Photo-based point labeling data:
>>>

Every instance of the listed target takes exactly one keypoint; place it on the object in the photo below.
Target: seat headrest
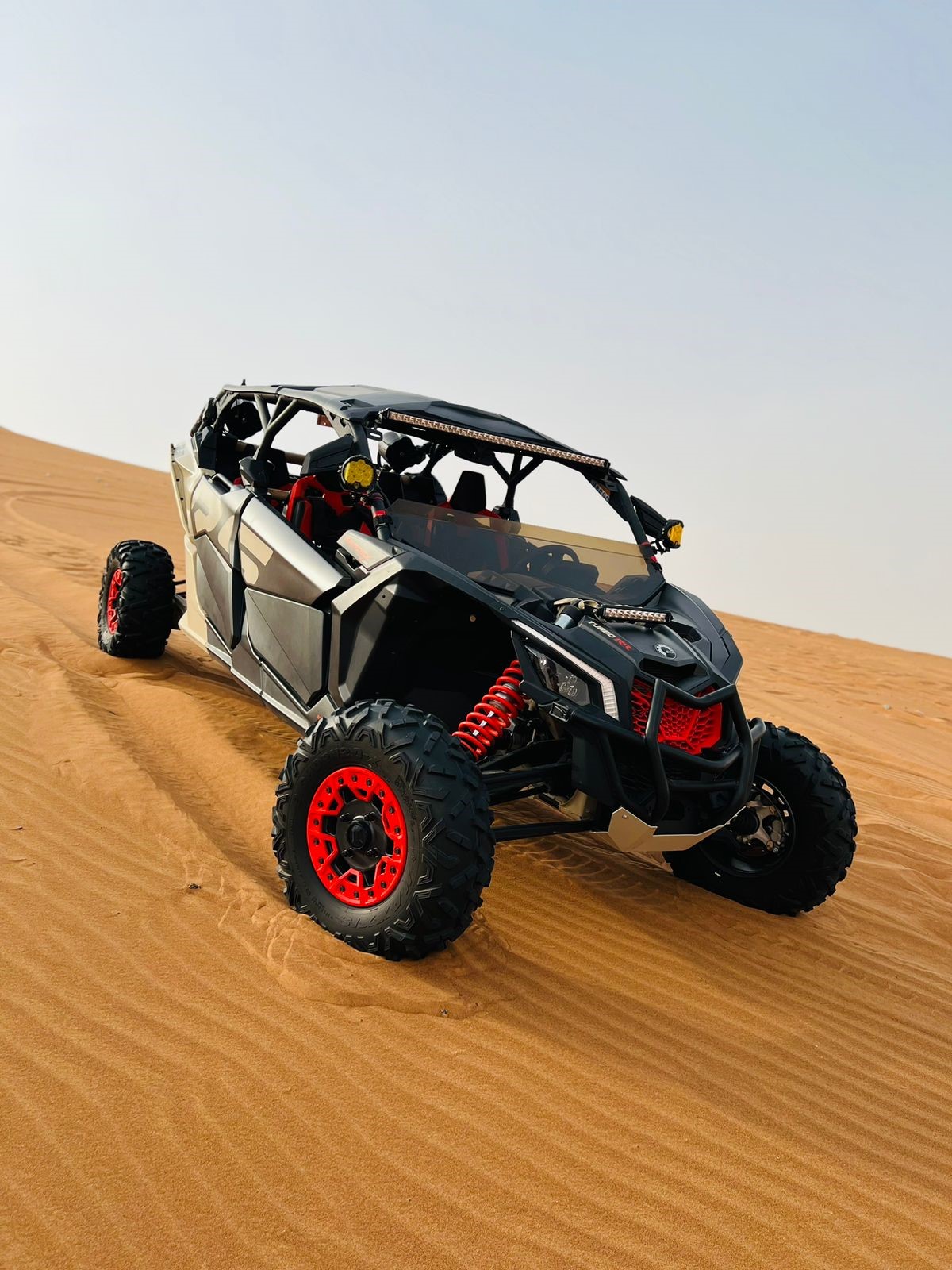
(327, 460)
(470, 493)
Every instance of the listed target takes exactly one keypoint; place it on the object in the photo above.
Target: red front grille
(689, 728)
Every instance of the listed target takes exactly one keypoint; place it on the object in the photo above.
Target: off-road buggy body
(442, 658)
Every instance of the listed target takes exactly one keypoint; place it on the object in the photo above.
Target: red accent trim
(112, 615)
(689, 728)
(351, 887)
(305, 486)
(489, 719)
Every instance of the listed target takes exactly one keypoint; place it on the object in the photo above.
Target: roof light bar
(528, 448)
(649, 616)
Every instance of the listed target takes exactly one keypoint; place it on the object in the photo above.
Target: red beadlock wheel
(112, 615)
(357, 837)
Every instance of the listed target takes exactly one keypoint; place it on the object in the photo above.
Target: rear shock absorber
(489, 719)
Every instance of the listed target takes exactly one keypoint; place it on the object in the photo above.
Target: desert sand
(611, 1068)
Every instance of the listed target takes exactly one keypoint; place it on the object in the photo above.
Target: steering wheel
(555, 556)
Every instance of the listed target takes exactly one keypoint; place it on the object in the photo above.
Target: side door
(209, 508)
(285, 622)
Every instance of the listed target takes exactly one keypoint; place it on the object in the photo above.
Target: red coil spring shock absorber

<<<

STATED EXERCISE
Write out every one of these lines again, requests included, scaling each coordinate in the answers by 0.45 and rounding to whole numbers, with halves rounded up. Leave the pictures out.

OUTPUT
Every instance of the listed target takes exactly one keypoint; place it on the object in the photo below.
Target: seat headrest
(147, 207)
(212, 222)
Every instance of the listed target takes exactly one keypoint; place it on the object in the photo above.
Target: red front grille
(310, 328)
Every instance of the listed target takes exactly one keypoint; place it on the object in the photo above.
Target: off-road buggy body
(199, 296)
Every instance of the listed target takes exactly one keypoint; place it on the object in the photo above.
Target: red accent trim
(50, 277)
(310, 328)
(158, 399)
(137, 219)
(220, 324)
Every instance of the listed target takes exactly one keypoint; place it on the object in the photo above.
Target: roof light bar
(238, 202)
(292, 277)
Every instance of the listed target takes exactly one keypoint; place it on the object in the photo above.
Target: red beadlock wheel
(50, 277)
(161, 377)
Every instance of the listed target takes exactly one keypoint; place it on the object in the photo above.
Target: rear shock absorber
(220, 324)
Every instance of the listed target takes exactly one keypoint; place it on the object in the photo above.
Target: desert sand
(275, 481)
Every instance of the listed target takes exactly one keypoint; place it on the object in the photo above.
Target: steering wheel
(250, 250)
Every instance of the listed target takes exactly one keypoint; place it on the object in the photo above.
Target: side door
(94, 229)
(128, 280)
Every instance of the listed target takes exactly one keypoint; place it on the object in the photo above.
Target: red coil spring shock absorber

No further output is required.